Natural language region descriptions
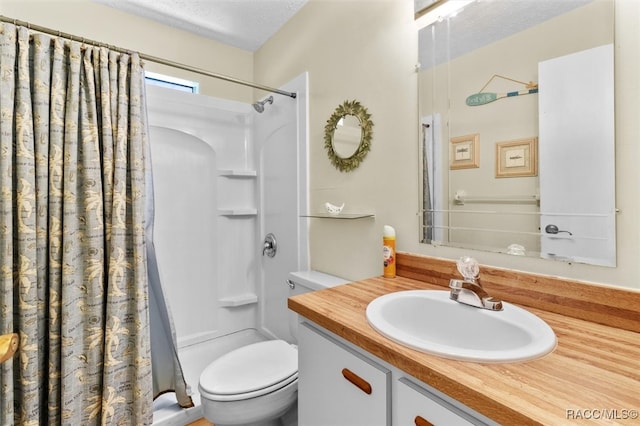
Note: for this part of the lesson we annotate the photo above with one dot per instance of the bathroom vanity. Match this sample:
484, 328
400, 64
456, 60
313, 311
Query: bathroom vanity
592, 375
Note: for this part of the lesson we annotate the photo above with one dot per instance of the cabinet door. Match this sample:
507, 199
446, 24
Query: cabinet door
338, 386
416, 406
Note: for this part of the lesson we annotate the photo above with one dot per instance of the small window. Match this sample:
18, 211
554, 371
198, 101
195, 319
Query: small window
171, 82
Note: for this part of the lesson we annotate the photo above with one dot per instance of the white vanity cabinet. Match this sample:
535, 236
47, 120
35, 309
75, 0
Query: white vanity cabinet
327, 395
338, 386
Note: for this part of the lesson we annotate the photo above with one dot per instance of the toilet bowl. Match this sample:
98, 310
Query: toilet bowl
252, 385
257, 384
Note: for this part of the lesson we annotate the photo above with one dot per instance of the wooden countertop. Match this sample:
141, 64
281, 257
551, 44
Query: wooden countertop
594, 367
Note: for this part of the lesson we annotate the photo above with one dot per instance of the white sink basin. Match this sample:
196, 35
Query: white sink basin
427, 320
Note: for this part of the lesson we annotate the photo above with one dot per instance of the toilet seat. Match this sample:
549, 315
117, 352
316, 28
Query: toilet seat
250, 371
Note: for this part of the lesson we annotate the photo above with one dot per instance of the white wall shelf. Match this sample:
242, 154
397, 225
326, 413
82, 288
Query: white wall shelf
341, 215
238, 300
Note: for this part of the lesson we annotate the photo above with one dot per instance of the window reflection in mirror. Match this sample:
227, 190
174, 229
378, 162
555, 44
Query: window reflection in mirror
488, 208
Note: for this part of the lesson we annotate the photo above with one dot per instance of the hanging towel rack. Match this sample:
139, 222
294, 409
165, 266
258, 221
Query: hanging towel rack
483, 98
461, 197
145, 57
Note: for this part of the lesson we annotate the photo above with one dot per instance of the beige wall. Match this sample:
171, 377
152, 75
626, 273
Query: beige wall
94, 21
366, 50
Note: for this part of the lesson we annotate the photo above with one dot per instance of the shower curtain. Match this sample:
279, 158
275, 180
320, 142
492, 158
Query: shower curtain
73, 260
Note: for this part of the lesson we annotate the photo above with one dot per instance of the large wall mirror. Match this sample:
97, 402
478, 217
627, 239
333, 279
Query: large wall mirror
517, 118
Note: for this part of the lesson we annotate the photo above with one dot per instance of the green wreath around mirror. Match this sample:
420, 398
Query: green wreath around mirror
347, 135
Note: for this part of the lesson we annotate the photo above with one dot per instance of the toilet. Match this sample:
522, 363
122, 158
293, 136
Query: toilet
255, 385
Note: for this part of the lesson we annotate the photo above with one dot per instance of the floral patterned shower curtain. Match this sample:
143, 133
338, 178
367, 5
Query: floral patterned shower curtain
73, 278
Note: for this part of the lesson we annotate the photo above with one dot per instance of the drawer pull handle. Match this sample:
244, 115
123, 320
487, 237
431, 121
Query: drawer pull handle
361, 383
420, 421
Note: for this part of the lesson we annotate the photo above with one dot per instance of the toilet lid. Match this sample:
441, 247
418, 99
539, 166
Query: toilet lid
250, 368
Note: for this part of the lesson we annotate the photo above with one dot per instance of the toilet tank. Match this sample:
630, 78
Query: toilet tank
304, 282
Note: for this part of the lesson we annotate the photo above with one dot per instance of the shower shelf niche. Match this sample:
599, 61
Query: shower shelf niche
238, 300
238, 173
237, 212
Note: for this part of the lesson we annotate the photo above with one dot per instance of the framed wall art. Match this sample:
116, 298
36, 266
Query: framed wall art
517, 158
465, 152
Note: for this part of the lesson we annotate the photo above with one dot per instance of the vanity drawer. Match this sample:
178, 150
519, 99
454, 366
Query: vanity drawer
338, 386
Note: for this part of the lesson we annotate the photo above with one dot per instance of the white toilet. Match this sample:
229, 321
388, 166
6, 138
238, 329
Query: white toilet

→ Problem
Take the entries above and restate them word for word, minus their images.

→ Reply to the exercise
Note: for this part of the lesson we annotate the photo above with one dot per instance of the bathroom vanity. Match this sample:
484, 328
400, 64
456, 60
313, 311
Query: bathroom vanity
592, 375
Note: for this part of the lesson we annotate the photo above with one dot per instance of the cabinet door. Match this sample:
507, 199
446, 24
Query: cabinet door
338, 386
416, 406
Note: for this part of the lesson we annotate the photo above with one dot per instance of the small window. Match this sample:
18, 211
554, 371
198, 101
195, 319
Query: small window
171, 82
Note: for this part of the lesson we annotate the photo above with one dot per instance of the white vanity cabinet. Match this sample:
535, 236
47, 120
35, 309
75, 0
Query: white vanity cabinet
327, 395
338, 386
Note: for this part of the lesson we annotate the photo above with one dot per instance of the toilet bowl. Match this sample:
98, 310
Query: toilet bowl
252, 385
257, 384
Note: for this part of the lesson we annotate the photo above with one dot per instance of the wooden countertop. Match this sample:
141, 64
281, 257
551, 44
Query: wooden countertop
594, 367
Note: for this part of the lesson we annotate the photo above with one dot per instance of the white sink basin. Match this sample:
196, 35
Query: white sink basin
427, 320
Note: for this part of the lesson we annotate the photo above with one dot per instance of the toilet seat. Match this sample:
549, 315
117, 352
316, 28
Query: toilet seat
250, 371
Note: for this part of the lesson we annotate the photo above with one dot per instance of the white wall shelf. Match this sample:
242, 154
397, 225
326, 413
82, 288
Query: white wall shelf
341, 215
238, 300
Note: for this part of the lesson we annotate the photo above with one dot per instance of the window reflection in mirror. Match this sample:
227, 190
174, 229
378, 162
555, 44
Query: window reflection in mirror
488, 208
Note: for this part of the lesson we annotate the photo above with one dot per instance of the hanging towel rack. Match this sample:
139, 222
294, 409
165, 266
258, 221
Query: hanging towel rack
483, 98
461, 197
145, 57
Note: for this part of the lesson we annotate the photo above with one dot per instance of the beige wall. Match this sample:
171, 377
152, 75
626, 273
Query: beige wall
94, 21
366, 50
Note: for this part of the lesson we annotate the photo above with one dot per instance of the shower curtain. Match this sample:
279, 158
275, 180
320, 142
492, 158
Query: shower curtain
73, 260
Note: for this part of the lesson we annotate the photo above with one dot per instance of the large wall mirror. Match this sample:
97, 402
478, 217
627, 239
333, 279
Query: large wall mirror
517, 118
Note: for this part of the lesson we annotate the photo above with one dot per instance of the green wreath around mirror. Match this sample:
420, 398
Query: green wreath around mirror
347, 135
Note: for this part of the lesson we annotate the photo above with one dot per instance of the toilet. Match this sample:
522, 363
122, 158
293, 136
Query: toilet
255, 385
Note: for this part of the lesson we annotate the photo above with one dot per instance of the floral patterned shower curtain. Match this sample:
143, 133
338, 178
367, 5
Query: floral patterned shower curtain
73, 278
Note: for this part of the lesson we annotate the photo above with one dot per instance of the drawer pull handle. Match this sample:
244, 115
123, 320
487, 237
431, 121
Query: drawer pull handle
361, 383
420, 421
Note: for this part of the lesson we annotate the photo above with one dot per instance of the toilet lid. Match this sample:
441, 247
418, 99
539, 166
Query: toilet lid
250, 368
Note: for this part of the lesson we annotate the photo above with one dot per instance of the toilet tank. Match this sample:
630, 78
Query: toilet tank
304, 282
Note: for this part of the lesson we annotate the photo above with one dot per instance of the shower shelf niche. Match this sample:
599, 61
Query: shower shelf niche
238, 300
238, 173
237, 212
Note: for this part of the lesson we annotate the photo above with one dot per instance of the framed wall art. Match this sample:
116, 298
36, 266
Query: framed wall art
517, 158
465, 152
Note: for this part of the lesson we annotate the photo above with one dot per instance of the vanity drawer. Match this sample:
178, 150
519, 99
454, 366
Query: vanity drawer
338, 386
Note: for this part of the lesson we annotate the photo above with one dot per instance of the white toilet. Match this sample:
229, 321
388, 166
6, 138
238, 329
Query: white toilet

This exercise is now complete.